Source material -

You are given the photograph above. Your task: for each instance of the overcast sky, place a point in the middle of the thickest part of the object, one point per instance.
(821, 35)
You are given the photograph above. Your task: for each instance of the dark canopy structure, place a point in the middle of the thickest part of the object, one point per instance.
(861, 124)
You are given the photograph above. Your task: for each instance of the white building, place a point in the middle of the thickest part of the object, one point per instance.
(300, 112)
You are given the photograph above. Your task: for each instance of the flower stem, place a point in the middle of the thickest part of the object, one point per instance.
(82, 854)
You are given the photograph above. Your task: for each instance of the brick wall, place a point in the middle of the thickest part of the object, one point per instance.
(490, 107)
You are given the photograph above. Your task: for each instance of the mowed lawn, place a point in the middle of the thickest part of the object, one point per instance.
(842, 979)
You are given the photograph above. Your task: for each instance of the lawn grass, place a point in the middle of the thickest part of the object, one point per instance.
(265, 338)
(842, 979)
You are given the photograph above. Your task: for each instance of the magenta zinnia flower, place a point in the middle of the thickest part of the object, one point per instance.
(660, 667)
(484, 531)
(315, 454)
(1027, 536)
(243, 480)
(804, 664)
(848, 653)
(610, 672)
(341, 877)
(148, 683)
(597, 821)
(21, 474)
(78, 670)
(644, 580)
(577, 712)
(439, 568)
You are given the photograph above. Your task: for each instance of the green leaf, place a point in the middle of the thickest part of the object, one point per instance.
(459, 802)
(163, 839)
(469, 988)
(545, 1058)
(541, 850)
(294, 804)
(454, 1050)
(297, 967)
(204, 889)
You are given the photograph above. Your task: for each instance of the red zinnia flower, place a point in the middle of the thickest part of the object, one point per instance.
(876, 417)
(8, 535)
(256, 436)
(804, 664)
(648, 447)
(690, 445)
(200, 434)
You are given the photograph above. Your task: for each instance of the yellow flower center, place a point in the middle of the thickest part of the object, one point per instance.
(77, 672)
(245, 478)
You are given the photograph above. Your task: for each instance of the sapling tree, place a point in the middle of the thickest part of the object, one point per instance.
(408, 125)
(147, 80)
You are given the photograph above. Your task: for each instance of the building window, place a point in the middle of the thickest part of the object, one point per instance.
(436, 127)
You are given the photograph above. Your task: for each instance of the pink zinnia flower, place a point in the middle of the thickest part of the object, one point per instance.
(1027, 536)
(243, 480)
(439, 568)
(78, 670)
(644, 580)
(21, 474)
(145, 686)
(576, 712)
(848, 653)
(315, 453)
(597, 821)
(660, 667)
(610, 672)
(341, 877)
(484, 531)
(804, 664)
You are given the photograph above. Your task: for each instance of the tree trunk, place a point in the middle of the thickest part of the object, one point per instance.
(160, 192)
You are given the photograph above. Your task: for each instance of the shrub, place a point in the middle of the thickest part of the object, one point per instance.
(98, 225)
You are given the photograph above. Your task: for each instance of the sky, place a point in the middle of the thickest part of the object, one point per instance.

Job - Give back exactly the lines from the one containing "of the sapling" to the end of the material, both ends included.

Exercise answer -
You are given the photograph above. Your task: for each instance of the sapling tree, place a point in the middle of the thickest part of the object, one point per instance.
(408, 125)
(147, 80)
You are given the photograph above. Your task: for each instance of the building window, place a point in the middle of the thickest part of the object, one point per instance.
(436, 127)
You are given the photograph above. Your task: for each instance of the pink zinnia flower, place a point in the middle of the thickest part of the object, one point per instance.
(1027, 536)
(243, 480)
(439, 568)
(78, 670)
(644, 580)
(21, 474)
(145, 686)
(576, 712)
(848, 653)
(315, 453)
(597, 821)
(660, 667)
(610, 672)
(341, 877)
(484, 531)
(804, 664)
You are given the photograph above. Your task: for each instance of the tree trunk, place a point in the middle of the thickest part of the object, one point per instance.
(160, 192)
You are given the photograph above. Your task: for each instance of the shrub, place a point in the middle of the thickest part of the object, one point per instance.
(98, 225)
You are given the photograph above. Your task: for each instance of the sky, place a point in the middle of the thickest part of the object, one point per instance.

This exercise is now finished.